--- DATA FOR THIS TASK ---

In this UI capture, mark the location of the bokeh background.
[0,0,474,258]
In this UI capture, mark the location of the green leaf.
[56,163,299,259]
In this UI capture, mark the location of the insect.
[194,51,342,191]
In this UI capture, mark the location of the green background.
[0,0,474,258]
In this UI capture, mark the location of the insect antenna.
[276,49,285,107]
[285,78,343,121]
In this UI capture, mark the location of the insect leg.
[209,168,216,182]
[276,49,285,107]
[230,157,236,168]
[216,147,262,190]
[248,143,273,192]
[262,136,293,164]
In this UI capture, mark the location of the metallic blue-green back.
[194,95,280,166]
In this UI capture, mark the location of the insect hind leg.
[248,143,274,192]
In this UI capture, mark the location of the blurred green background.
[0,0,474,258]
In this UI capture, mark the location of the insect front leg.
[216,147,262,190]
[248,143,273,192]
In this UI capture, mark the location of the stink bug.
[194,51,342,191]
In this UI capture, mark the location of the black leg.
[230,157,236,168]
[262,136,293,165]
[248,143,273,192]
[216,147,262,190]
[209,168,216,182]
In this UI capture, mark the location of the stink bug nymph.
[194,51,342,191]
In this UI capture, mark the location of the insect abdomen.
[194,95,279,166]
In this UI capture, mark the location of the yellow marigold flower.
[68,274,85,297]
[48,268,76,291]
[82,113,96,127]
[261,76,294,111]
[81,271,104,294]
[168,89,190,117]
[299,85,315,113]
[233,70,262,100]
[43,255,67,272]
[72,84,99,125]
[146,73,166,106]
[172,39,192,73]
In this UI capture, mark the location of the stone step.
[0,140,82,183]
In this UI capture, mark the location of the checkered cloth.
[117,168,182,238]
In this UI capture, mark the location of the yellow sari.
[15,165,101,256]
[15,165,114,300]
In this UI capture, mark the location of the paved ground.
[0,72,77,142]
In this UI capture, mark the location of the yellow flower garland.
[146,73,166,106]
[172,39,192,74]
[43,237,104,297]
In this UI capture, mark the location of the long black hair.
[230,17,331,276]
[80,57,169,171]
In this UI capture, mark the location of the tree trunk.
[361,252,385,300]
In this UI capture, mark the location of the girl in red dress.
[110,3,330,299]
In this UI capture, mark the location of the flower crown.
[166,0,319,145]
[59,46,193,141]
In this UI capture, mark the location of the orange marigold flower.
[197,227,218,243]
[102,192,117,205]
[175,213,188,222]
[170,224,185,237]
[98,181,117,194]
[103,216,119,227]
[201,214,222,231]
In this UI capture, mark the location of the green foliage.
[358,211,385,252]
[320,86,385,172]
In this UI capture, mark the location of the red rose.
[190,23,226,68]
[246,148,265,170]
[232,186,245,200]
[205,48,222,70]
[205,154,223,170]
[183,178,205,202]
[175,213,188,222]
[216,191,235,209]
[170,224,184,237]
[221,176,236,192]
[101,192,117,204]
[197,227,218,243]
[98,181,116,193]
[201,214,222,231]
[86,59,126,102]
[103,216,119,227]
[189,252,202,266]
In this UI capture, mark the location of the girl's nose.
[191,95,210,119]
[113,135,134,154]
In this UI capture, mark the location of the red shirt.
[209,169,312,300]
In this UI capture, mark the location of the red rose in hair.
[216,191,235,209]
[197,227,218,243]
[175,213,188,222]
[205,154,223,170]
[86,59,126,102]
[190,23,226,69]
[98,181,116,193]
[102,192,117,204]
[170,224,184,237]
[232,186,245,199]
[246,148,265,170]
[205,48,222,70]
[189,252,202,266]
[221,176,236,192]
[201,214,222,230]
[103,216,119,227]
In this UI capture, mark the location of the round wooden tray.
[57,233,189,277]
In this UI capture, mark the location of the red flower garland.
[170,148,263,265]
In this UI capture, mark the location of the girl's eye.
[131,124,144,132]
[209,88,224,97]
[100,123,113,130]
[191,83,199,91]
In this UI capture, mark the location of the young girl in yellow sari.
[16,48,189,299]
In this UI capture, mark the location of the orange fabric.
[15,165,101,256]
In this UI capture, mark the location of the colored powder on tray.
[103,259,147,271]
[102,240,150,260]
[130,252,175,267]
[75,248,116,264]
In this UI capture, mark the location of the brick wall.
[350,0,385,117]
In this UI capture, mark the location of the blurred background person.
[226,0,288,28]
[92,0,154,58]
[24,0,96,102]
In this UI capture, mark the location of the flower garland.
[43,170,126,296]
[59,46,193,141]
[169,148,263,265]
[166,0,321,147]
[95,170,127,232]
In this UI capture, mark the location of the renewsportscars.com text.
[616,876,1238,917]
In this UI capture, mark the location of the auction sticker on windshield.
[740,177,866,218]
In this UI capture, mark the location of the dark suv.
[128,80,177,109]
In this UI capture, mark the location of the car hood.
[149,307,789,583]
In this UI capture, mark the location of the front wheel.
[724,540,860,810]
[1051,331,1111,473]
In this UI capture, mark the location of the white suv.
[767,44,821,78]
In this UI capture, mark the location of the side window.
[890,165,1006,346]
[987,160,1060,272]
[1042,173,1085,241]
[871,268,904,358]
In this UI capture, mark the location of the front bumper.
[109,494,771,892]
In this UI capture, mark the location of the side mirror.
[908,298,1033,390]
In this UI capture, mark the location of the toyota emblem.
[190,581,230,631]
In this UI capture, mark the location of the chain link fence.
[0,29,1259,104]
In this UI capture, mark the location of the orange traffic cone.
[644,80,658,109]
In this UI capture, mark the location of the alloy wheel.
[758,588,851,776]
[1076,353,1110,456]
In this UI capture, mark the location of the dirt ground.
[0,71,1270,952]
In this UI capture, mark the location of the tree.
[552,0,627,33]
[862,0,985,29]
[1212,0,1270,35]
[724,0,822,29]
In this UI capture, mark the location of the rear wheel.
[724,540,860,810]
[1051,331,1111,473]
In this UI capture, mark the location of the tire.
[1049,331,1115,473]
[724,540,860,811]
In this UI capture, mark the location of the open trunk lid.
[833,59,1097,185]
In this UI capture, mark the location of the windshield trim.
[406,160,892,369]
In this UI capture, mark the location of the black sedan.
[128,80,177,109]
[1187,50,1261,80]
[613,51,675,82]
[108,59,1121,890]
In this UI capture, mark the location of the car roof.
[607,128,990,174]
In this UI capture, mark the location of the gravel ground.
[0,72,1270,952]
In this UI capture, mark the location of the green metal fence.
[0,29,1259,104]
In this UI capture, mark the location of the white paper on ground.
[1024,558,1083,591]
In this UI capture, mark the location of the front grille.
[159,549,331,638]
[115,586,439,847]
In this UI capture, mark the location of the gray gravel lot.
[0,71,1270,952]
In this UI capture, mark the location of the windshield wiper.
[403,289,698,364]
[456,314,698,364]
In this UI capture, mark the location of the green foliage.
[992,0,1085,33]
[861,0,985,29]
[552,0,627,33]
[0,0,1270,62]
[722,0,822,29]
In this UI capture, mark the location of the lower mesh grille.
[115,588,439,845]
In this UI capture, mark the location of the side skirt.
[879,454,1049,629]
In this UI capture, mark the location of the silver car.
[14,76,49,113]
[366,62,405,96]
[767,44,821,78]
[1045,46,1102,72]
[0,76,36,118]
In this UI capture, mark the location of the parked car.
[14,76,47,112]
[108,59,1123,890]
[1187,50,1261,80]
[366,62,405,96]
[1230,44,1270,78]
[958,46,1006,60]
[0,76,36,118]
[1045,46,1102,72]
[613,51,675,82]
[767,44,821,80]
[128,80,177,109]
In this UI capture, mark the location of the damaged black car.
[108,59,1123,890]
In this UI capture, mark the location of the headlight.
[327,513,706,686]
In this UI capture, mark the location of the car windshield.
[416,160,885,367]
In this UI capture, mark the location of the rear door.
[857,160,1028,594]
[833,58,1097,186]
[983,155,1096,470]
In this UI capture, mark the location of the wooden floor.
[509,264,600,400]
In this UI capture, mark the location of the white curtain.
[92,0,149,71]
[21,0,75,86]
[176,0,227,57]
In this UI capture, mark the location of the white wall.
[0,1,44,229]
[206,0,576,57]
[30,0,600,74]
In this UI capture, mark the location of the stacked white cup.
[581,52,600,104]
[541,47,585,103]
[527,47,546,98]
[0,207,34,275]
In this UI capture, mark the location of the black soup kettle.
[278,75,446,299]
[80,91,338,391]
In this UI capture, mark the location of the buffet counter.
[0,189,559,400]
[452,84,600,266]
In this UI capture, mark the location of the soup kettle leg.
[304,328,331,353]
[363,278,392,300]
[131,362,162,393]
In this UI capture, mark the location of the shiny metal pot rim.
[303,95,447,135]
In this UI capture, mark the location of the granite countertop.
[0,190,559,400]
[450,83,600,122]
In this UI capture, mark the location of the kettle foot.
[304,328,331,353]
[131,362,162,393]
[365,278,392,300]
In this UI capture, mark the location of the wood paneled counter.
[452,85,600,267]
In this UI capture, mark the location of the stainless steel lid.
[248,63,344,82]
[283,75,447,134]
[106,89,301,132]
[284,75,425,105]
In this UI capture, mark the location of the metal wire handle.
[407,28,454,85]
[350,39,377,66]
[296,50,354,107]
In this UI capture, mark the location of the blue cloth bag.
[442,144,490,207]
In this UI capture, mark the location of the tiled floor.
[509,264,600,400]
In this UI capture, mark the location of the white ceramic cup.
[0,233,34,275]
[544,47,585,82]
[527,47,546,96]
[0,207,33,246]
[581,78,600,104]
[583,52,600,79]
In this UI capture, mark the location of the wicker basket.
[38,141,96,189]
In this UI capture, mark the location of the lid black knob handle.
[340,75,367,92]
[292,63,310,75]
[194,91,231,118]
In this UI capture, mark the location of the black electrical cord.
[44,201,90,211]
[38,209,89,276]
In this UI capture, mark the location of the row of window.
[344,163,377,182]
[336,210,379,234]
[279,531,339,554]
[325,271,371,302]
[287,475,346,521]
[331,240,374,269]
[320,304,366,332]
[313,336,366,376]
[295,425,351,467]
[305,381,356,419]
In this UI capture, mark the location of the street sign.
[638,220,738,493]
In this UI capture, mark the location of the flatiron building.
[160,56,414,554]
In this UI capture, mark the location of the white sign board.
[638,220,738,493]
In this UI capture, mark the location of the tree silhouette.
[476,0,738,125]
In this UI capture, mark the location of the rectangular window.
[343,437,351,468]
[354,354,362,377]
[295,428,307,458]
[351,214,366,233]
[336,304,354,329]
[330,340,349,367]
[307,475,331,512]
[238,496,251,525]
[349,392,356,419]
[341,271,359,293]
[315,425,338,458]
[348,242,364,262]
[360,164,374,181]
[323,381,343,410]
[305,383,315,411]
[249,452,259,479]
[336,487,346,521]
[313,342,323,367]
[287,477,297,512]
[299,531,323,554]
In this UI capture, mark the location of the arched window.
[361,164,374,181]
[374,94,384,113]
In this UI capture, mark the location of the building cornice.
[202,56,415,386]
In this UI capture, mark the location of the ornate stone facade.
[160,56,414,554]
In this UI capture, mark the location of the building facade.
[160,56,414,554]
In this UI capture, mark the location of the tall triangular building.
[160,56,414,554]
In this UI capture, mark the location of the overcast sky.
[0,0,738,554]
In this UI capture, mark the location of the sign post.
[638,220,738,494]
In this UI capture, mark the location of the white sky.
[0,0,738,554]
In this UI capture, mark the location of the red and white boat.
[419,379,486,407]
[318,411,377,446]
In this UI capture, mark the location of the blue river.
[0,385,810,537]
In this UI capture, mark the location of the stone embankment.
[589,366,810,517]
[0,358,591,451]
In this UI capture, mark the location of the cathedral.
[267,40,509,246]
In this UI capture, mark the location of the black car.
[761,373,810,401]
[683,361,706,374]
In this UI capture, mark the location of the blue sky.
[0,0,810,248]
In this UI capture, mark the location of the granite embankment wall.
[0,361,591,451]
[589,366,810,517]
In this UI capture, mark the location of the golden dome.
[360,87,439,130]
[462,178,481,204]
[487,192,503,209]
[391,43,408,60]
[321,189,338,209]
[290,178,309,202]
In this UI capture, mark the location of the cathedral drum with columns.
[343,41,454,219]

---

● **GIVEN TASK**: Rescale the part of the material that opens with the line containing "In this UI capture, mark the location of the renewsportscars.com" and closes with the line containing "[644,80,658,109]", both ends included. Rewrite only these lines, keeping each request as it stands, multiplying every bounding-box coordinate in the answers by 1.35, and rounding each result to a whole number with halves rounded up.

● **IN RESPONSE**:
In this UI capture, mark the location of the renewsportscars.com text.
[832,1183,1671,1238]
In this UI capture, mark the location of the auction sticker on windshield.
[999,239,1169,294]
In this UI capture, mark the location of the dark suv.
[173,108,239,147]
In this UI capture, mark the location of the car hood.
[201,414,1065,787]
In this UI capture, mark the location of the front wheel.
[977,729,1161,1094]
[1419,447,1500,639]
In this UI capture, mark the location of the white suv.
[1035,59,1108,105]
In this UI capture, mark the location of the side window.
[1202,223,1358,467]
[1332,216,1431,367]
[1407,234,1465,325]
[1176,362,1220,483]
In this UI capture, mark the location of the front bumper.
[147,667,1041,1204]
In this UI capture, mark the location of the side mirror.
[1226,402,1395,527]
In this UI capture, mark the location of the toyota emblem.
[257,784,311,852]
In this UI capture, mark the location of the chain link fence.
[0,39,1700,140]
In this UI capture, mark the location of the orange traffic cone.
[869,108,888,147]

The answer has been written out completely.